1.1.5 Transcranial Alternating Current Stimulation (tACS)

Stimulation was delivered via the Starstim 8 system. The stimulation electrode was placed over P4, with the reference electrode over the right supraorbital ridge. Individualized current thresholds were determined ($M = 1.5 \pm 0.3 \text{ mA}$). Active stimulation was compared against a sham condition in a single-blind, counterbalanced design.

1.2 Data Analysis

Data were fitted using the Standard Mixture Model \cite{ZhangLuck2008} via the MemToolbox. This model provides two indices: guess rate ($g$), representing the probability of forgetting (inversely related to memory quantity), and standard deviation ($sd$), representing memory precision.

1.3 Results

1.3.1 Pre-stimulation Group

A $2 \times 2$ repeated-measures ANOVA revealed a significant main effect for stimulation condition on guess rate, $F(1, 17) = 5.64, p = 0.030, \eta_p^2 = 0.25$. The guess rate under active stimulation was significantly lower than sham, indicating increased memory quantity. The main effect on precision was not significant, $F(1, 17) = 0.01, p = 0.930$.

1.3.2 Post-stimulation Group

For the post-stimulation group, the main effect of stimulation on guess rate was not significant, $F(1, 17) = 0.62, p = 0.440$. However, a significant main effect was found for precision, $F(1, 17) = 5.24, p = 0.035, \eta_p^2 = 0.236$, with active stimulation significantly improving memory precision compared to sham.

2 Experiment 2

2.1.1 Experimental Design and Participants

Experiment 2 investigated whether strategies transfer to new tasks. Participants ($N=64$) completed two distinct tasks (color and orientation) in a randomized order. Stimulation was applied after the practice phase of the first task.

2.1.3 Materials and Procedure

The color task followed the same parameters as Experiment 1. The orientation task required participants to recall the orientation of black rectangular lines ($1.5^\circ \times 0.2^\circ$) and adjust a probe to match the target orientation.

2.1.6 Results

For the First Task (Post-practice stimulation), paired-sample t-tests showed that tACS significantly improved precision ($p < 0.05$) but had no effect on memory quantity ($p > 0.05$). For the Second Task (Novel task), tACS significantly increased memory quantity (lower guess rate, $p < 0.05$) but had no effect on precision ($p > 0.05$). This confirms that when the task context changes, individuals break the previous inertia and form a new strategy.

3 General Discussion

Our findings indicate that the timing of electrical stimulation relative to task practice determines the nature of the cognitive enhancement. When stimulation is applied prior to practice, it facilitates an increase in memory quantity. When applied after practice, it enhances memory precision. This suggests that initial practice establishes a "stable strategy" protected by psychological inertia. In the post-practice condition, the brain may be in a stable oscillatory mode, making it resistant to changes in capacity but allowing for the enhancement of representation quality via theta-gamma coupling \cite{Lega2016}.

Referring expression pointing data:
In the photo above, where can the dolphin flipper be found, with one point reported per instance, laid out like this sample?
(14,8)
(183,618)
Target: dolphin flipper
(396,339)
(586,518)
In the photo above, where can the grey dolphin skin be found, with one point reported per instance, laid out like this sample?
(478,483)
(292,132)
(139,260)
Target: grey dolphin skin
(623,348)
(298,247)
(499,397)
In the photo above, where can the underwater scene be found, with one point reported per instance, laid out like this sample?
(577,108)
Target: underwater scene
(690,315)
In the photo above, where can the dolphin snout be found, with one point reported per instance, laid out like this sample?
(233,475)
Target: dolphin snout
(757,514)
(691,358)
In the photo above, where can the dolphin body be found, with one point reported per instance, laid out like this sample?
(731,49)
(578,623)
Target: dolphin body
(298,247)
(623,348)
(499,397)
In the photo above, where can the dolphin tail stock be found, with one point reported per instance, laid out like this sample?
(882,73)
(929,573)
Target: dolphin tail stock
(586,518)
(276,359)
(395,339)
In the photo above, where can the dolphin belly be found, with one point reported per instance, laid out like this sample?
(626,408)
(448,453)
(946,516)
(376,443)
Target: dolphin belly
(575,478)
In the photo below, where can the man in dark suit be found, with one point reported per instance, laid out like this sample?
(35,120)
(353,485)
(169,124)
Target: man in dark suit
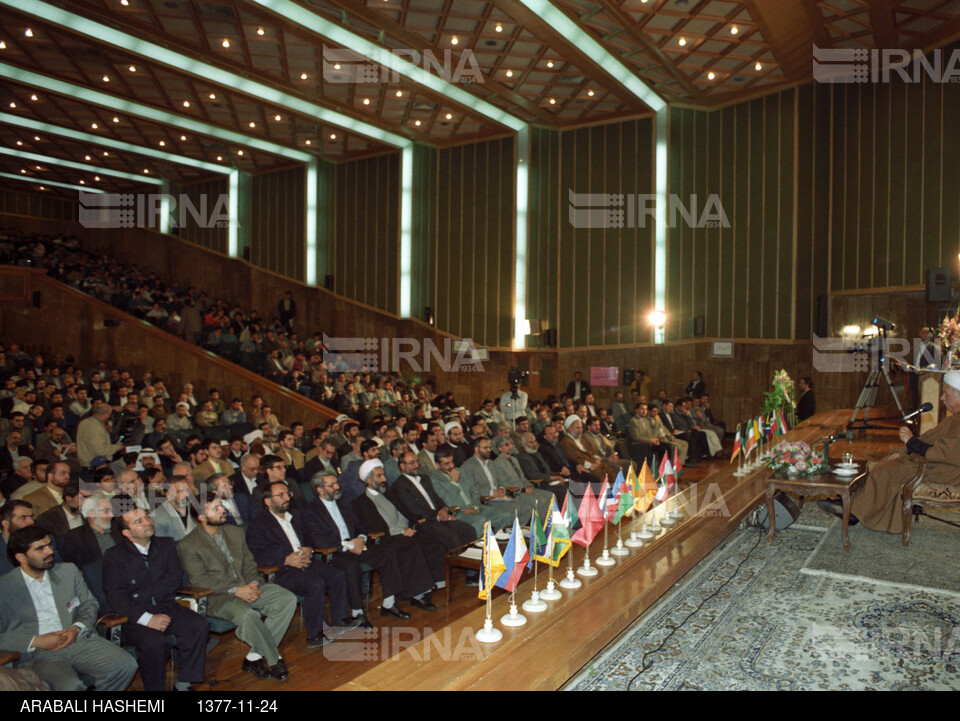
(277,537)
(58,650)
(414,495)
(141,575)
(331,522)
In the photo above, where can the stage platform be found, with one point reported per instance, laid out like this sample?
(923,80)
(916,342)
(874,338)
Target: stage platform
(554,645)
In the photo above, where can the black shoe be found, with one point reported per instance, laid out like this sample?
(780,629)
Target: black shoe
(394,611)
(279,671)
(835,508)
(317,641)
(424,604)
(258,668)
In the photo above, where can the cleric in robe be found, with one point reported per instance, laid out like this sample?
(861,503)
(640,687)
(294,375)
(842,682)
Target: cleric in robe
(878,505)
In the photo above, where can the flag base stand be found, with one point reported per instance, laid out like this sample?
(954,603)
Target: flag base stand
(550,593)
(586,569)
(513,618)
(534,604)
(605,559)
(489,634)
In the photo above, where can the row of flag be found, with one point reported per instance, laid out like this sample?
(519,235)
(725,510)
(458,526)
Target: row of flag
(756,430)
(548,541)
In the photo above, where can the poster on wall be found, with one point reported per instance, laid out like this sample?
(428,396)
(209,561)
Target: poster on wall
(604,375)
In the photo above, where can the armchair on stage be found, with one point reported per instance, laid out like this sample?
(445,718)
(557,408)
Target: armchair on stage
(917,495)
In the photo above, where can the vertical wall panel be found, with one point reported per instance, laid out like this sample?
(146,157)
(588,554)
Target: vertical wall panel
(278,222)
(475,269)
(367,231)
(206,194)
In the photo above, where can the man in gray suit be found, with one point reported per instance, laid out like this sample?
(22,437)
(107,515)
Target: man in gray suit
(48,615)
(215,555)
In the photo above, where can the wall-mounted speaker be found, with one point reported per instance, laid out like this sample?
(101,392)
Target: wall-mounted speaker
(938,285)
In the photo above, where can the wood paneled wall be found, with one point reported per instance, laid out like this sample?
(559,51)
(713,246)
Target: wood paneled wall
(367,231)
(605,282)
(37,204)
(278,220)
(475,248)
(214,238)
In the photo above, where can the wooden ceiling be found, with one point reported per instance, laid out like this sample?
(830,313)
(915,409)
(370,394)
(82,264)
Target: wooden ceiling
(698,53)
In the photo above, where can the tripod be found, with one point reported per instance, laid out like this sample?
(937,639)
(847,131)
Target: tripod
(868,395)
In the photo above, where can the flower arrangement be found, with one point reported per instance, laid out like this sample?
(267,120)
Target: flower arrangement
(782,397)
(797,457)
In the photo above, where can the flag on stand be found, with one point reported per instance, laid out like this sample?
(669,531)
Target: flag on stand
(558,536)
(515,557)
(737,447)
(491,560)
(646,490)
(590,519)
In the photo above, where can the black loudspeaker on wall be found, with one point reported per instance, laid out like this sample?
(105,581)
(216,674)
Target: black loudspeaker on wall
(821,323)
(938,285)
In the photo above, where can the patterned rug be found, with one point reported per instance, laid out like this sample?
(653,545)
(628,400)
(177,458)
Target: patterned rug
(774,628)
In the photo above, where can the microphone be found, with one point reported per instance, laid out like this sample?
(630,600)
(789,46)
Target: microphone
(922,409)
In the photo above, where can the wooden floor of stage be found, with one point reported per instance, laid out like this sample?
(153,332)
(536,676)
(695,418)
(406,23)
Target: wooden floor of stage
(552,646)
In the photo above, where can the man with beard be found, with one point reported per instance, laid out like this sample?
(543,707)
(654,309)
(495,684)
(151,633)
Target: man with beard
(141,575)
(278,538)
(330,521)
(36,601)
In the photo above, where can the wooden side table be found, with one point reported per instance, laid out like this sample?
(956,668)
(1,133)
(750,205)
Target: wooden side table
(825,484)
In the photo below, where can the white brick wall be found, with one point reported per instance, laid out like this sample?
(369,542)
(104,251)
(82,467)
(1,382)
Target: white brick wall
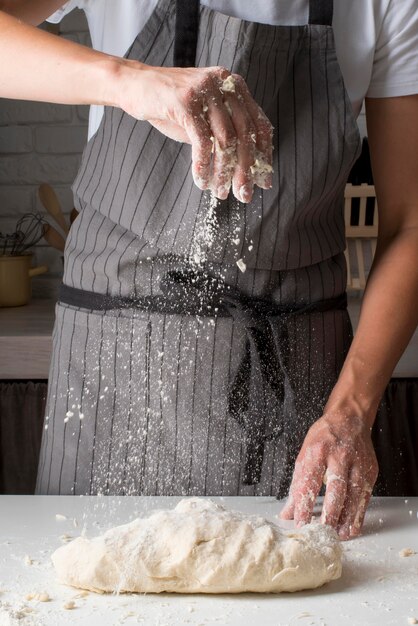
(41,143)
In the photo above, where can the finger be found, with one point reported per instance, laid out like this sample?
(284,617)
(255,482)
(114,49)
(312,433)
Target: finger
(357,498)
(289,508)
(199,133)
(336,478)
(224,145)
(263,162)
(306,488)
(242,182)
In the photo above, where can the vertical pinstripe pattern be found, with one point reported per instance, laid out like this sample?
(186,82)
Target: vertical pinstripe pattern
(152,388)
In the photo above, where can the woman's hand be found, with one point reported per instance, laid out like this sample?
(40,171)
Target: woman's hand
(338,450)
(212,110)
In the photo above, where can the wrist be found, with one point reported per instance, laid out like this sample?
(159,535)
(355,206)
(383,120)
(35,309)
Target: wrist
(357,393)
(120,75)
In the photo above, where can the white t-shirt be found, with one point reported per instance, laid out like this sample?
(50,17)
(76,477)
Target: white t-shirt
(376,40)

** WORK TASK 1 **
Echo everything from "For the post-stimulation" down to "compared to sham." in the passage on tACS and memory above.
** WORK TASK 2 **
According to the passage on tACS and memory, where was the reference electrode placed?

** RESULT 1 **
For the post-stimulation group, the main effect of stimulation on guess rate was not significant, $F(1, 17) = 0.62, p = 0.440$. However, a significant main effect was found for precision, $F(1, 17) = 5.24, p = 0.035, \eta_p^2 = 0.236$, with active stimulation significantly improving memory precision compared to sham.

** RESULT 2 **
Over the right supraorbital ridge.